■ **DOCUMENT EXCERPT**
RWTH-PHOENIX-Weather

The RWTH-PHOENIX-Weather Database of German Sign Language is freely available for non-commercial use

If you want to publish results achieved on this database, you should cite the following work:

J. Forster, C. Schmidt, T. Hoyoux, O. Koller, U. Zelle, J. Piater, and H. Ney. RWTH-PHOENIX-Weather: A Large Vocabulary Sign Language Recognition and Translation Corpus. In Language Resources and Evaluation (LREC), pages 3785-3789, Istanbul, Turkey, May 2012.

General Information

Over a period of three years (2009 - 2011) the daily news and weather forecast airings of the German public tv-station PHOENIX featuring sign language interpretation have been recorded. Currently, only the weather forecasts of a subset of 386 editions have been transcribed using gloss notation. The transcriptions have been carried out by deaf and hard-of-hearing native speakers of German sign language. Additionally, the spoken German weather forecast has been transcribed in a semi-automatic fashion using the RASR speech recognition system. Moreover, an additional translation of the glosses into spoken German has been created to capture allowable translation variability.

The signing is recorded by a stationary color camera placed in front of the sign language interpreters. Interpreters wear dark clothes in front of an artificial grey background with color transition. All recorded videos are at 25 frames per second and the size of the frames is 210 by 260 pixels. Each frame shows the interpreter box only.

Due to legal constraints RWTH cannot publish the original annotation files in the ELAN xml format and the recorded video sequences. Instead xml files containing ground-truth gloss annotation with corresponding id as well as the image sequences corresponding to these ids are provided.

So far the RWTH-PHOENIX-Weather database contains seven (7) different signers which are not equally represented in the data. All interpreters are right-dominant signers.

Signer 01	Signer 02	Signer 03


Signer 05	Signer 06	Signer 07

Data transcription is still ongoing and updates to the database, it's transcriptions and further annotations will be released in due time.

For additional information or requests with regard to the database please contact Jens Forster (forster -AT- cs.rwth-aachen.de) or Christoph Schmidt (schmidt -AT- cs.rwth-aachen.de).

Continuous Sign Language Recognition Setups

Signer Dependent Signer 03

A signer dependent traing and recognition subset has been defined during the SignSpeak project for the evaluation of the sign language recognition. The training and recognition subset has been first described in "RWTH-PHOENIX-Weather: A Large Vocabulary Sign Language Recognition and Translation Corpus" by Forster & Schmidt et. al. in LREC 2012. In contrast to the full RWTH-PHOENIX-Weather database focuses the signer dependent subset on the annotations for the dominant hand of the signer and does not take into account facial expressions or mouthings. Database statistics are given in the following table.

Training Recognition

number of signers 1 1

number of editions 41 31

duration in minutes 30.85 4.5

number of video frames 46,282 6,751

number of sentences 304 47

number of running glosses 3,309 487

vocabulary size 266 -

number of singeltons 90 -

The out-of-vocabulary rate of the recognition set is 1.6% of all running glosses in the recognition set and neither the training nor the recognition set contains silence frames except for transitional movements. Ground-truth annotation is provided in the same xml format as the overall RWTH-PHOENIX-Weather database here while the corresponding image sequences are available here (about 2.4 GB).

■ **GOAL 1**
Answer these questions using the RWTH-PHOENIX-Weather page.
(a) At how many frames per second were all the videos recorded?
(b) How many editions make up the training set of the signer dependent subset?
(c) What is the out-of-vocabulary rate of the recognition set?
■ **GOAL 2**
Write the next part of the RWTH-PHOENIX-Weather page, picking up after its final sentence.

■ **SOURCE MATERIAL**
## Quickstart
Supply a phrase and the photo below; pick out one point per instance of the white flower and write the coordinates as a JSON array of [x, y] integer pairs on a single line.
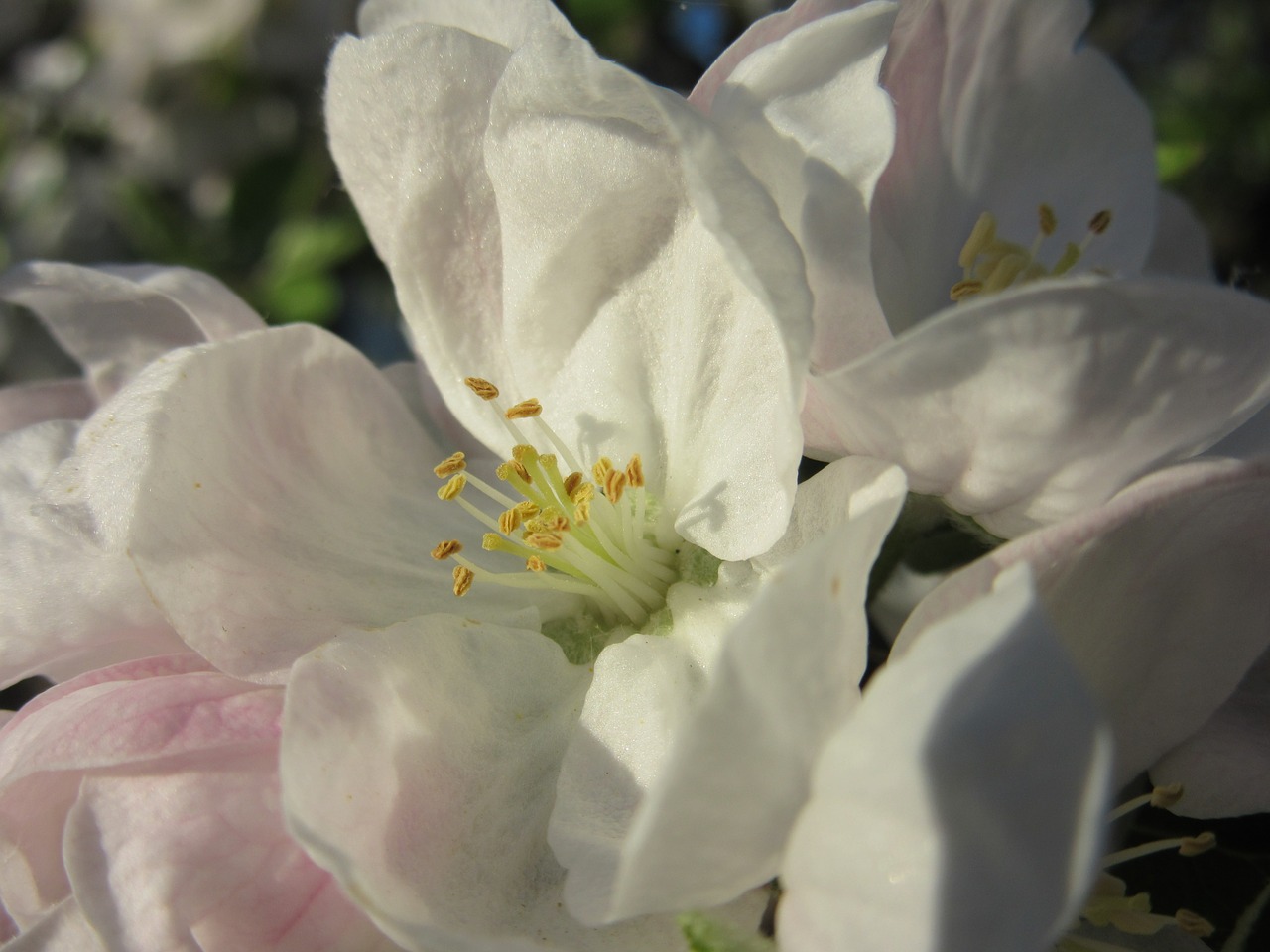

■ **WRITTEN RESPONSE 1**
(a) 25 frames per second
(b) 41
(c) 1.6% of all running glosses in the recognition set

■ **WRITTEN RESPONSE 2**
Signer Dependent Signer 03 With Visual Variant Annotation

This data set covers the same image sequences as the previous dataset and has the same split into training and recongition data but contains additional explicit visual variant annotations. Variant annotation follows the gloss annotation and is marked by a starting # sign. Underscores (_) are used as delimiter if a variant is composed of several smaller variants.

Get the annotation data here.

Signer 03 Cut-out Gloss Recognition Setups

During the SignSpeak project RWTH has annotated start and end boundaries of glosses signed by Signer03 to allow for experiments in the context of "isolated" sign recognition. Please note that in the following two corpora glosses have been cut-out from full sentences according to ground-truth annotation. As such both corpora do not contain perfectly isolated signs but do contain movement epenthesis effects. Both setups share the same image sequences but differ in the gloss annotation. The division into train and recognition sets is the sames as in the continuous setup.

Please get the relevant image sequences here (1.9GB).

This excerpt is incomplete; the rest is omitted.